## Assigned task:
From the entries that follow, pick out all lines holding "silo".

## Data for the task:
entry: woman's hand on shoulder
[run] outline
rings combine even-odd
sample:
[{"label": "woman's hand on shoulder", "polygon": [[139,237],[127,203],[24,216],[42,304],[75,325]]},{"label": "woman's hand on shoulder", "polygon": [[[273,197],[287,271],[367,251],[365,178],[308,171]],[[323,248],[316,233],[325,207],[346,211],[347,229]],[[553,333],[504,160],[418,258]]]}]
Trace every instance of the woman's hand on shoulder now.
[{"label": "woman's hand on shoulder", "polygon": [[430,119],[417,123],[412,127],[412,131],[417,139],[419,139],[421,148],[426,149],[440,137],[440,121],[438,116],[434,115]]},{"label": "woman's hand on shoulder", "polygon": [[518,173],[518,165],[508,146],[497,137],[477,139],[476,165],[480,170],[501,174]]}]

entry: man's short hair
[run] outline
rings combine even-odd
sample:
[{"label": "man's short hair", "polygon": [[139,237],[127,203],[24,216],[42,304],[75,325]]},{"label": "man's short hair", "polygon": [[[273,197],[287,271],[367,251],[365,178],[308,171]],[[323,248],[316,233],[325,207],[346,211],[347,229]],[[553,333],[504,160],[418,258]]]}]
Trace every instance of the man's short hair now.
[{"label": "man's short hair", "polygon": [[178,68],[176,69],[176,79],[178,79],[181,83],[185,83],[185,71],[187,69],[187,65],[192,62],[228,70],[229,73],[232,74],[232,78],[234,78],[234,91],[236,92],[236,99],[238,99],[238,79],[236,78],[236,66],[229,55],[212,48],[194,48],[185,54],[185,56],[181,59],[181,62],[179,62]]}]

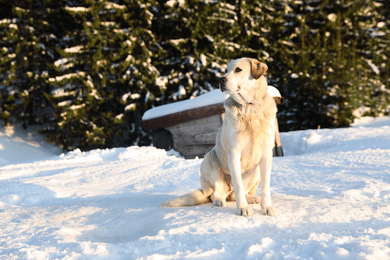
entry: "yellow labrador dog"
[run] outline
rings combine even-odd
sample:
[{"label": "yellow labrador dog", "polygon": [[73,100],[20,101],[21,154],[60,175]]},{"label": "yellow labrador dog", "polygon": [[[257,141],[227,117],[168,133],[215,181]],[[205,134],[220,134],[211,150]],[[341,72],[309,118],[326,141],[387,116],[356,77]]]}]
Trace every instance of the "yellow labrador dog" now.
[{"label": "yellow labrador dog", "polygon": [[[213,202],[223,207],[236,200],[238,214],[252,216],[248,203],[260,203],[263,214],[275,216],[271,203],[270,177],[275,143],[276,104],[267,93],[263,74],[268,67],[256,59],[231,61],[220,78],[225,118],[215,147],[200,167],[202,190],[164,202],[162,207],[193,206]],[[261,199],[256,190],[261,183]]]}]

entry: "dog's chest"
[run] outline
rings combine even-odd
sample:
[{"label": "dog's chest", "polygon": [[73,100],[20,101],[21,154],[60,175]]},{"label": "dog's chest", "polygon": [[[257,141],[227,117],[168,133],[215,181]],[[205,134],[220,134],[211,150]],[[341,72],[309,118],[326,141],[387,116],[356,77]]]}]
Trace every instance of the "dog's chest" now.
[{"label": "dog's chest", "polygon": [[251,143],[259,143],[272,132],[274,115],[260,110],[257,113],[237,113],[234,117],[237,122],[238,135],[248,136]]},{"label": "dog's chest", "polygon": [[244,168],[252,168],[257,165],[265,152],[272,150],[274,143],[275,115],[269,111],[258,113],[238,113],[237,141],[241,142],[241,163]]},{"label": "dog's chest", "polygon": [[[249,171],[258,165],[265,153],[272,152],[276,105],[271,98],[263,106],[242,106],[230,98],[225,101],[225,110],[220,135],[224,153],[239,149],[242,171]],[[227,167],[227,161],[224,164]]]},{"label": "dog's chest", "polygon": [[242,118],[242,121],[243,127],[239,129],[237,136],[246,144],[244,150],[252,153],[259,147],[263,148],[273,132],[271,122],[262,117]]}]

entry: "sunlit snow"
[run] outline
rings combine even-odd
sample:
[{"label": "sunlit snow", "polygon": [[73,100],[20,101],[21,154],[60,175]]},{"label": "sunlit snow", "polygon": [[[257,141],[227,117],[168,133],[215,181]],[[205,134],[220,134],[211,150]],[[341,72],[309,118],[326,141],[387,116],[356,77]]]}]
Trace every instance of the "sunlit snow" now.
[{"label": "sunlit snow", "polygon": [[13,131],[0,135],[0,259],[390,258],[389,117],[281,133],[277,216],[252,205],[250,218],[234,202],[159,208],[200,188],[202,159],[137,146],[58,155]]}]

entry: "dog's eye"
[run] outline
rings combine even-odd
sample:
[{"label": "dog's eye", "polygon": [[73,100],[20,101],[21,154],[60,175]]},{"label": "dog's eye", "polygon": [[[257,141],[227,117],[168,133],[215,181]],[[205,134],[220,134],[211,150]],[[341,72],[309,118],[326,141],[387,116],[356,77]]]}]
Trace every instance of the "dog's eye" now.
[{"label": "dog's eye", "polygon": [[227,73],[227,69],[225,70],[225,74]]},{"label": "dog's eye", "polygon": [[234,70],[234,72],[241,72],[241,71],[242,71],[242,69],[240,69],[238,67]]}]

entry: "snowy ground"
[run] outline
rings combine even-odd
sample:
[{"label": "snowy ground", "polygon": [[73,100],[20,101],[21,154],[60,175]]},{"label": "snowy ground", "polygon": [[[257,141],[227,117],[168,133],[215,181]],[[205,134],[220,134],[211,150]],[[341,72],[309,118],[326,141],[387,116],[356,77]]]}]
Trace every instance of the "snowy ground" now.
[{"label": "snowy ground", "polygon": [[235,203],[159,208],[199,188],[201,159],[153,147],[27,163],[27,148],[16,161],[1,153],[0,259],[390,259],[390,118],[283,133],[282,144],[278,215],[254,205],[251,218]]},{"label": "snowy ground", "polygon": [[0,166],[60,155],[61,149],[48,144],[34,128],[23,130],[0,126]]}]

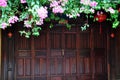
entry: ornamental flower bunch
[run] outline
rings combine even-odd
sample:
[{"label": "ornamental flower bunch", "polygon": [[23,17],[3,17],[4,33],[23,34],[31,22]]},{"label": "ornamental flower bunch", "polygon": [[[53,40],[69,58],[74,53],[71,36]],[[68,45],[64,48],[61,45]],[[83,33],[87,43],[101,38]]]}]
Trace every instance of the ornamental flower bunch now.
[{"label": "ornamental flower bunch", "polygon": [[[109,14],[107,20],[113,23],[113,28],[117,28],[120,22],[120,10],[117,7],[119,3],[120,1],[111,0],[0,0],[0,28],[5,29],[17,22],[23,22],[28,30],[20,31],[21,35],[38,36],[45,22],[49,22],[51,28],[54,25],[52,21],[64,21],[65,18],[60,15],[67,19],[76,19],[84,13],[87,18],[97,21],[98,19],[94,20],[94,16],[100,15],[99,12]],[[66,26],[70,27],[68,23]]]}]

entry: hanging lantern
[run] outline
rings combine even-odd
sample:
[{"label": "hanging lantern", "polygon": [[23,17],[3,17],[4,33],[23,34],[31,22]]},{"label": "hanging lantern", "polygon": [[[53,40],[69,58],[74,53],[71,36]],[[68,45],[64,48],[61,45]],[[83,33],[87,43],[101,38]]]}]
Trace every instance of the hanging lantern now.
[{"label": "hanging lantern", "polygon": [[12,34],[11,32],[8,33],[8,37],[9,37],[9,38],[11,38],[12,35],[13,35],[13,34]]},{"label": "hanging lantern", "polygon": [[95,20],[97,20],[98,22],[103,22],[105,21],[107,18],[107,15],[104,14],[102,11],[98,11],[97,15],[95,16]]},{"label": "hanging lantern", "polygon": [[101,34],[102,33],[101,22],[106,20],[107,15],[104,14],[102,11],[98,11],[94,18],[96,21],[100,22],[100,34]]},{"label": "hanging lantern", "polygon": [[111,38],[114,38],[114,37],[115,37],[115,34],[114,34],[114,33],[111,33],[111,34],[110,34],[110,37],[111,37]]}]

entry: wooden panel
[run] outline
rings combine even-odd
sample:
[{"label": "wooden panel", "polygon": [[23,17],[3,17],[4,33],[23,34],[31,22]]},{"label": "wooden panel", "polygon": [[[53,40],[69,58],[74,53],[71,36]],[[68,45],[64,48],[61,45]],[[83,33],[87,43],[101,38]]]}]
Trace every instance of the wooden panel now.
[{"label": "wooden panel", "polygon": [[65,34],[65,48],[75,49],[76,48],[76,35],[75,34]]},{"label": "wooden panel", "polygon": [[95,80],[108,80],[106,74],[97,74],[95,75]]},{"label": "wooden panel", "polygon": [[18,76],[30,76],[31,75],[31,60],[30,59],[18,59],[17,60],[17,75]]},{"label": "wooden panel", "polygon": [[62,48],[62,38],[61,34],[59,33],[51,33],[50,36],[50,45],[51,49],[59,49]]},{"label": "wooden panel", "polygon": [[66,74],[70,74],[70,59],[69,58],[66,58],[65,59],[65,73]]},{"label": "wooden panel", "polygon": [[28,50],[20,50],[17,52],[16,52],[16,57],[31,57],[31,52]]},{"label": "wooden panel", "polygon": [[36,58],[35,59],[35,75],[46,75],[46,58]]},{"label": "wooden panel", "polygon": [[62,56],[62,50],[61,49],[51,49],[51,57],[57,57]]},{"label": "wooden panel", "polygon": [[66,75],[76,74],[76,51],[64,50],[64,58]]},{"label": "wooden panel", "polygon": [[104,48],[96,48],[95,52],[95,67],[96,73],[105,73],[105,50]]},{"label": "wooden panel", "polygon": [[63,74],[63,54],[61,49],[51,49],[50,53],[50,73],[53,75]]},{"label": "wooden panel", "polygon": [[36,57],[46,57],[47,52],[45,50],[38,50],[38,51],[35,51],[35,56]]},{"label": "wooden panel", "polygon": [[50,73],[51,75],[63,74],[63,58],[50,58]]},{"label": "wooden panel", "polygon": [[[96,29],[95,29],[96,30]],[[97,31],[97,30],[96,30]],[[95,48],[106,48],[107,37],[106,33],[100,34],[99,31],[94,31],[94,47]]]},{"label": "wooden panel", "polygon": [[[80,75],[78,80],[92,80],[92,75]],[[95,79],[96,80],[96,79]]]},{"label": "wooden panel", "polygon": [[23,76],[24,75],[24,59],[19,59],[17,60],[17,75],[18,76]]},{"label": "wooden panel", "polygon": [[90,48],[80,49],[80,56],[81,57],[90,57],[90,54],[91,54]]},{"label": "wooden panel", "polygon": [[30,76],[31,75],[31,60],[30,59],[25,59],[24,62],[24,67],[25,67],[25,75]]},{"label": "wooden panel", "polygon": [[76,74],[76,58],[75,57],[66,57],[65,58],[65,73]]},{"label": "wooden panel", "polygon": [[79,70],[81,74],[89,74],[91,72],[91,53],[90,49],[80,49],[80,54],[79,54]]},{"label": "wooden panel", "polygon": [[57,74],[63,75],[63,58],[57,58]]},{"label": "wooden panel", "polygon": [[74,50],[74,49],[65,49],[64,50],[64,56],[65,57],[75,57],[76,56],[76,50]]},{"label": "wooden panel", "polygon": [[90,48],[90,33],[89,32],[81,32],[79,34],[80,48]]},{"label": "wooden panel", "polygon": [[63,80],[62,77],[52,77],[51,80]]},{"label": "wooden panel", "polygon": [[47,80],[46,77],[35,77],[34,80]]},{"label": "wooden panel", "polygon": [[76,58],[71,58],[71,74],[76,74]]},{"label": "wooden panel", "polygon": [[16,80],[32,80],[31,78],[17,78]]},{"label": "wooden panel", "polygon": [[[19,34],[18,34],[19,35]],[[23,45],[24,44],[24,45]],[[16,50],[29,50],[30,49],[30,39],[25,37],[17,36],[15,38],[15,49]]]},{"label": "wooden panel", "polygon": [[66,76],[65,80],[77,80],[76,76]]},{"label": "wooden panel", "polygon": [[90,58],[80,57],[79,70],[81,74],[91,73]]},{"label": "wooden panel", "polygon": [[34,39],[35,50],[46,49],[47,48],[47,37],[46,33],[43,32],[39,37]]},{"label": "wooden panel", "polygon": [[96,66],[96,73],[104,73],[105,69],[105,63],[104,63],[104,58],[101,57],[96,57],[95,59],[95,66]]},{"label": "wooden panel", "polygon": [[107,80],[107,69],[105,61],[105,49],[95,48],[95,79],[96,80]]}]

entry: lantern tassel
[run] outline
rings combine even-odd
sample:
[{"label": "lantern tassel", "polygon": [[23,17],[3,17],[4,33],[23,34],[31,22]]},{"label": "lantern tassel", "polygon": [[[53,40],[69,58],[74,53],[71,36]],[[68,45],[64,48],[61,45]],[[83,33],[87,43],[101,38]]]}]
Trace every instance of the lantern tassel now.
[{"label": "lantern tassel", "polygon": [[101,26],[101,23],[100,23],[100,34],[102,34],[102,26]]}]

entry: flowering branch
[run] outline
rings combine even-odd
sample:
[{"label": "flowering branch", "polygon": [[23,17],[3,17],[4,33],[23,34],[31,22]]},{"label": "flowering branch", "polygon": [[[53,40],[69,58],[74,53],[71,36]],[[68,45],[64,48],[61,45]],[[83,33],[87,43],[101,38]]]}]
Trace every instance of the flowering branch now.
[{"label": "flowering branch", "polygon": [[[67,19],[76,19],[84,13],[94,18],[96,11],[100,10],[104,10],[109,15],[106,20],[113,23],[112,28],[117,28],[120,23],[118,20],[120,7],[117,7],[119,3],[120,1],[111,0],[0,0],[0,28],[5,29],[22,21],[28,31],[23,30],[20,33],[28,38],[30,35],[38,36],[40,26],[46,21],[50,22],[50,27],[53,26],[52,20],[66,21],[60,15],[65,15]],[[96,18],[95,21],[98,19]],[[70,28],[68,22],[65,25]],[[87,27],[89,27],[88,22],[81,29]]]}]

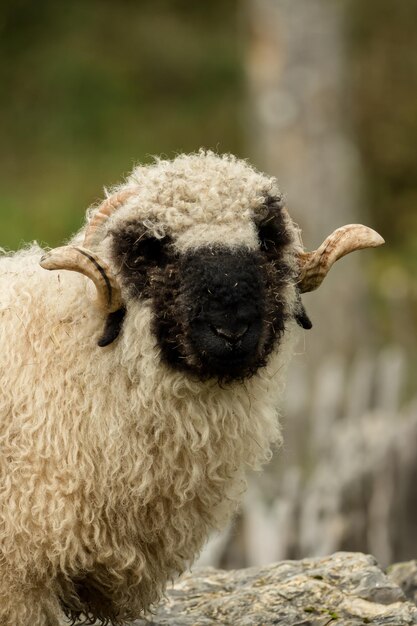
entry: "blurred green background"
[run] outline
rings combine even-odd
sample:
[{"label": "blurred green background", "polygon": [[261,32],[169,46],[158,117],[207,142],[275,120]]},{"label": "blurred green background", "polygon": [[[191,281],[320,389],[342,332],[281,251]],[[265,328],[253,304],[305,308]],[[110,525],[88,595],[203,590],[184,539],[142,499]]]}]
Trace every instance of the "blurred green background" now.
[{"label": "blurred green background", "polygon": [[3,0],[0,245],[55,245],[151,155],[242,153],[235,0]]},{"label": "blurred green background", "polygon": [[[0,245],[56,245],[151,155],[250,158],[248,19],[243,0],[2,0]],[[413,0],[348,1],[349,115],[364,201],[389,239],[374,262],[414,301],[416,24]]]},{"label": "blurred green background", "polygon": [[[352,120],[364,202],[387,242],[375,256],[371,278],[382,331],[410,350],[417,328],[417,2],[349,0],[348,6]],[[396,320],[395,336],[389,319],[391,327]]]}]

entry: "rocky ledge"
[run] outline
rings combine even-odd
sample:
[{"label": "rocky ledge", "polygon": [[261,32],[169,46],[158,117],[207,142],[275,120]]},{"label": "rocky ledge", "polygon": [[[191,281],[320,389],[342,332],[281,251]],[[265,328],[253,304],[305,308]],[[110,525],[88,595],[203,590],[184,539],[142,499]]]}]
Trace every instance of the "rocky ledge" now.
[{"label": "rocky ledge", "polygon": [[339,552],[237,571],[196,568],[135,626],[417,625],[417,561],[384,572]]}]

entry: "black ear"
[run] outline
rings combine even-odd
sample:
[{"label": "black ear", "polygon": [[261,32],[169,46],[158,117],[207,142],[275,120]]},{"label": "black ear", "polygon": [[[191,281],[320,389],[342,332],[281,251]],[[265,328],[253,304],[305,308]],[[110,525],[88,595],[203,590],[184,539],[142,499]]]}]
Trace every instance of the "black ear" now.
[{"label": "black ear", "polygon": [[125,308],[118,309],[117,311],[113,311],[113,313],[108,314],[103,334],[97,342],[100,348],[110,345],[115,339],[117,339],[121,331],[125,315]]},{"label": "black ear", "polygon": [[295,321],[297,322],[299,326],[301,326],[301,328],[304,328],[305,330],[310,330],[310,328],[313,328],[313,324],[311,323],[311,320],[307,315],[304,305],[301,302],[300,294],[298,294],[298,301],[297,301],[297,306],[295,309],[294,317],[295,317]]}]

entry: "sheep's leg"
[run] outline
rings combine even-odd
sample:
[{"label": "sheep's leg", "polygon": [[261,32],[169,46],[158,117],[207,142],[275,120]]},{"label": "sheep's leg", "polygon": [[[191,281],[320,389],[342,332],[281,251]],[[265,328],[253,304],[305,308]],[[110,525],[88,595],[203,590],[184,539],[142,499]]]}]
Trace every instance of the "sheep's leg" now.
[{"label": "sheep's leg", "polygon": [[49,590],[18,588],[0,580],[0,626],[62,626],[58,599]]}]

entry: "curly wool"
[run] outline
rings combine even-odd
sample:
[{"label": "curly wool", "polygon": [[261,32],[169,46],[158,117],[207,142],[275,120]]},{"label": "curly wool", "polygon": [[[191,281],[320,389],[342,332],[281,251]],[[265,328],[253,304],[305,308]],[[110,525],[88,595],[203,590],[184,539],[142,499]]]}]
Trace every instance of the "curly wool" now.
[{"label": "curly wool", "polygon": [[[132,185],[137,197],[106,228],[140,211],[182,251],[254,249],[253,214],[277,192],[211,153],[136,168]],[[110,259],[106,239],[100,249]],[[90,617],[119,624],[192,563],[235,511],[246,470],[270,458],[296,324],[251,378],[201,382],[159,359],[147,301],[128,301],[120,337],[98,348],[92,286],[47,273],[42,253],[0,259],[0,624],[58,626],[61,605],[88,614],[84,596],[96,597]],[[286,297],[294,307],[293,285]]]}]

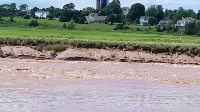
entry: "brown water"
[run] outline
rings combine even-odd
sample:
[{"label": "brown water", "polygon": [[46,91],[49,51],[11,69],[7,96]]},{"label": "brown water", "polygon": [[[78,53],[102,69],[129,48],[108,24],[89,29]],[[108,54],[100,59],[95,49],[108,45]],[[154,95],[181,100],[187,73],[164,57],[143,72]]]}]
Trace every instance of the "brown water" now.
[{"label": "brown water", "polygon": [[199,112],[200,66],[0,58],[0,112]]},{"label": "brown water", "polygon": [[199,112],[200,87],[120,79],[3,80],[1,112]]}]

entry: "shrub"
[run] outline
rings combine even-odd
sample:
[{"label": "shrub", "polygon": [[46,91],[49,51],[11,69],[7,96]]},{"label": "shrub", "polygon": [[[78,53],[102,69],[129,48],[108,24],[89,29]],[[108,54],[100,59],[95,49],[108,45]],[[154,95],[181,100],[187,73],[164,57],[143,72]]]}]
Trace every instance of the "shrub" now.
[{"label": "shrub", "polygon": [[53,14],[47,15],[47,18],[49,18],[49,20],[53,20]]},{"label": "shrub", "polygon": [[67,24],[67,29],[69,30],[74,30],[76,26],[76,23],[74,22],[74,20],[71,20],[68,24]]},{"label": "shrub", "polygon": [[63,24],[63,28],[67,28],[67,25],[65,23]]},{"label": "shrub", "polygon": [[196,35],[198,33],[198,28],[195,23],[189,23],[185,25],[185,34]]},{"label": "shrub", "polygon": [[14,18],[13,17],[10,17],[10,22],[14,22]]},{"label": "shrub", "polygon": [[140,19],[139,18],[137,18],[135,21],[134,21],[134,24],[140,24]]},{"label": "shrub", "polygon": [[78,19],[78,23],[80,23],[80,24],[85,24],[85,22],[86,22],[86,17],[85,17],[85,16],[80,17],[80,18]]},{"label": "shrub", "polygon": [[157,27],[156,31],[157,31],[157,32],[162,32],[160,26]]},{"label": "shrub", "polygon": [[66,45],[56,44],[56,45],[47,45],[43,47],[43,50],[45,51],[55,51],[55,52],[61,52],[66,50]]},{"label": "shrub", "polygon": [[166,31],[167,30],[167,28],[164,26],[163,28],[162,28],[162,31]]},{"label": "shrub", "polygon": [[30,15],[24,15],[24,19],[30,19],[31,16]]},{"label": "shrub", "polygon": [[173,28],[173,32],[178,32],[178,28],[177,28],[177,27],[174,27],[174,28]]},{"label": "shrub", "polygon": [[39,26],[39,23],[37,22],[37,20],[32,20],[28,26],[31,26],[31,27],[36,27],[36,26]]},{"label": "shrub", "polygon": [[114,30],[127,30],[130,29],[130,27],[124,25],[124,24],[117,24]]}]

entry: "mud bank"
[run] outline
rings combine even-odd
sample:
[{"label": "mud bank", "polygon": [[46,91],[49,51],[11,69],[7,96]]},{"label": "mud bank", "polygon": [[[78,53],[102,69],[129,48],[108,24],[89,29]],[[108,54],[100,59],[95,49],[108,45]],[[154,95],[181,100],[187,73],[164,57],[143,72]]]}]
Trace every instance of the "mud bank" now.
[{"label": "mud bank", "polygon": [[200,64],[199,56],[186,54],[155,54],[144,51],[123,51],[118,49],[85,49],[75,48],[56,53],[54,51],[39,52],[31,47],[5,46],[0,50],[2,58],[20,59],[52,59],[67,61],[115,61],[138,63],[171,63],[171,64]]}]

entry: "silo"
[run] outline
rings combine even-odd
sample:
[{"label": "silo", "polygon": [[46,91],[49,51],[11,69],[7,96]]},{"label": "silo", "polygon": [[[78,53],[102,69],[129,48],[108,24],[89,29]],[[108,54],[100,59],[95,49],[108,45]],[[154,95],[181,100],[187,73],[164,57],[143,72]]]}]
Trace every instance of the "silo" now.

## Exercise response:
entry: "silo"
[{"label": "silo", "polygon": [[46,91],[49,51],[11,69],[7,96]]},{"label": "silo", "polygon": [[[78,53],[102,69],[129,48],[108,24],[89,29]],[[108,54],[100,59],[95,49],[108,45]],[[154,95],[181,100],[187,73],[164,57],[143,72]]]}]
Trace every instance of the "silo" now.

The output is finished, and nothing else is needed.